begin

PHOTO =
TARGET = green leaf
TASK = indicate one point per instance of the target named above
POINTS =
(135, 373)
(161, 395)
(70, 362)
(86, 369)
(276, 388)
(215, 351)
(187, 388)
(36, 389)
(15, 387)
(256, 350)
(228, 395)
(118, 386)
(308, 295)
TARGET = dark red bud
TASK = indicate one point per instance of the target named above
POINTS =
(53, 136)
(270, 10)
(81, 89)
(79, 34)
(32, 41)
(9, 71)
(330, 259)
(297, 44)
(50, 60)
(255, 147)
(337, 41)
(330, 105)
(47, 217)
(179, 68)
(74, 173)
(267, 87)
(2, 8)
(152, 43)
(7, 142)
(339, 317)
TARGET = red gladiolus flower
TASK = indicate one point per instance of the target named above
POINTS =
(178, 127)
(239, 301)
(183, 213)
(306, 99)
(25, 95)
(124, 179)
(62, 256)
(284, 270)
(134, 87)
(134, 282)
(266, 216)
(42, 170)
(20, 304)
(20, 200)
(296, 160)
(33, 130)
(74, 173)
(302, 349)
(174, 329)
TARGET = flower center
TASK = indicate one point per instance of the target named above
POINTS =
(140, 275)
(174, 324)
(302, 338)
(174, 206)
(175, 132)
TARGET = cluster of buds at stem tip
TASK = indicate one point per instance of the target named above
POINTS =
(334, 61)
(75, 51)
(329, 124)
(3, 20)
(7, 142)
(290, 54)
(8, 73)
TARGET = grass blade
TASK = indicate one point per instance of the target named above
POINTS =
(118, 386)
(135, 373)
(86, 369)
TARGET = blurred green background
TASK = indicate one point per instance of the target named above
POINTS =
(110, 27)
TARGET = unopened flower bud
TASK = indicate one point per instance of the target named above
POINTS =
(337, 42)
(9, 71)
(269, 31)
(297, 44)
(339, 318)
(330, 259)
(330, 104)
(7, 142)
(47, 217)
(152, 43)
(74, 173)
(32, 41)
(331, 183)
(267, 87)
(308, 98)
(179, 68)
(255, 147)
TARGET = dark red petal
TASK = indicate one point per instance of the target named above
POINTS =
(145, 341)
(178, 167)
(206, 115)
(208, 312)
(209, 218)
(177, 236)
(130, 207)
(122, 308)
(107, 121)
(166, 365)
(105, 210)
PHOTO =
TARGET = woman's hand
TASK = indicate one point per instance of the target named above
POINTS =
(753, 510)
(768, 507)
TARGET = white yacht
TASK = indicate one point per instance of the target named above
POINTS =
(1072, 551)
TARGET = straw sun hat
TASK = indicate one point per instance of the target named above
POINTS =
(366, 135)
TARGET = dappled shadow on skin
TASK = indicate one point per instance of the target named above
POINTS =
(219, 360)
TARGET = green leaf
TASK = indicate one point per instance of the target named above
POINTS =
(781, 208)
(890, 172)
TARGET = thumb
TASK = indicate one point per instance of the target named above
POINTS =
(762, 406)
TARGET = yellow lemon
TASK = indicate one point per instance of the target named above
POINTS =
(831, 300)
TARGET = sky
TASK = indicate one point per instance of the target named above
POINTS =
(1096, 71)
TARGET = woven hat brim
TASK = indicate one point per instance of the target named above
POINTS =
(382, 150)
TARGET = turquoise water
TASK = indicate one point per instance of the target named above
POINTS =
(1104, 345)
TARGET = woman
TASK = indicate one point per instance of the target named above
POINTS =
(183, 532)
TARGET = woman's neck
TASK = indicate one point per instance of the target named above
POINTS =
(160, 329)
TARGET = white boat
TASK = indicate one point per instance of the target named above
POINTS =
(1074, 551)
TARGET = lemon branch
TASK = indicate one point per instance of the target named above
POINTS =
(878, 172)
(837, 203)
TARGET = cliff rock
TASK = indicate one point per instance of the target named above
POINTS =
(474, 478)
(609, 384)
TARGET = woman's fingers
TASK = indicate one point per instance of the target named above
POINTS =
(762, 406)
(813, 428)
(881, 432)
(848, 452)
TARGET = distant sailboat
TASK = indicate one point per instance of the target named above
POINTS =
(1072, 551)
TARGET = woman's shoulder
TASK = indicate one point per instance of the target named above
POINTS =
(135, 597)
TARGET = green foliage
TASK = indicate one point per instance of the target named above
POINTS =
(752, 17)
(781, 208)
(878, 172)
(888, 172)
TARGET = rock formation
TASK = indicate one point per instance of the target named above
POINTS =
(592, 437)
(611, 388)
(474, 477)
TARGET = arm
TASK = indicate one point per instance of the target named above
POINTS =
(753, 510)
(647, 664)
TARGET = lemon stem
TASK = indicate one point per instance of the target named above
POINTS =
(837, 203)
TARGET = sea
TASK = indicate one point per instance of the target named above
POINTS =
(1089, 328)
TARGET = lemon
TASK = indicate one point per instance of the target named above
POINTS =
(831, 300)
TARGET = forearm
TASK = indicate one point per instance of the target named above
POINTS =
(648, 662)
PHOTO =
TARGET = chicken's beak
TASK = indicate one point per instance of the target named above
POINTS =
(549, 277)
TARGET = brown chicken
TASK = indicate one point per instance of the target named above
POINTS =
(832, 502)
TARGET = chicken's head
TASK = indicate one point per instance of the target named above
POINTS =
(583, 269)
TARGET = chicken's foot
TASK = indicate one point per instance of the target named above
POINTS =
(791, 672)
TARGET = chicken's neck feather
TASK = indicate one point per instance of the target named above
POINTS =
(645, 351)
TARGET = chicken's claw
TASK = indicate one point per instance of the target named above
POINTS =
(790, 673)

end

• [Objective]:
Starting at the line with "TARGET = woman's shoulder" and going through the last line of the material, write out every line again, shifting each coordinate in the points by -89.

• [Answer in full]:
TARGET = woman's shoulder
TASK = indicate one point per instance of the target named above
POINTS =
(46, 508)
TARGET = green foliage
TASK = indicate one point per instance of the target named above
POINTS =
(663, -72)
(692, 119)
(789, 83)
(799, 83)
TARGET = rock formation
TASK = indicate one point per instance of the target named above
POINTS =
(503, 348)
(522, 299)
(385, 388)
TARGET = arm
TASK = indicate one point per instance of the target named above
POINTS =
(664, 421)
(558, 575)
TARGET = lemon stem
TASK = indicate one point per instance of the target named above
POINTS =
(748, 114)
TARGET = sea
TASK = indicate one point per instance of the target named above
POINTS =
(1000, 239)
TARGET = lemon
TASK = indicate one point per instance of the target named above
POINTS =
(742, 211)
TARGET = forearm
TASK = indicate one point per instance of the target named above
POINTS =
(559, 573)
PHOTO =
TARGET = chicken's beak
TASK = indicate one point per instance of the target named above
POINTS =
(460, 188)
TARGET = brown chicken
TASK = indicate one point per instance of the target named above
POINTS =
(743, 413)
TARGET = chicken's head
TASK = indicate one point per instance of the target named above
POINTS =
(494, 180)
TARGET = chicken's foot
TASK = indicate one point per instance of the target named above
POINTS =
(702, 583)
TARGET = chicken's neck feather
TASK = indicate one point per instance of the target named above
POINTS =
(556, 262)
TARGET = chicken's claw
TASK = indicate one point per instance of the target named above
POINTS =
(701, 584)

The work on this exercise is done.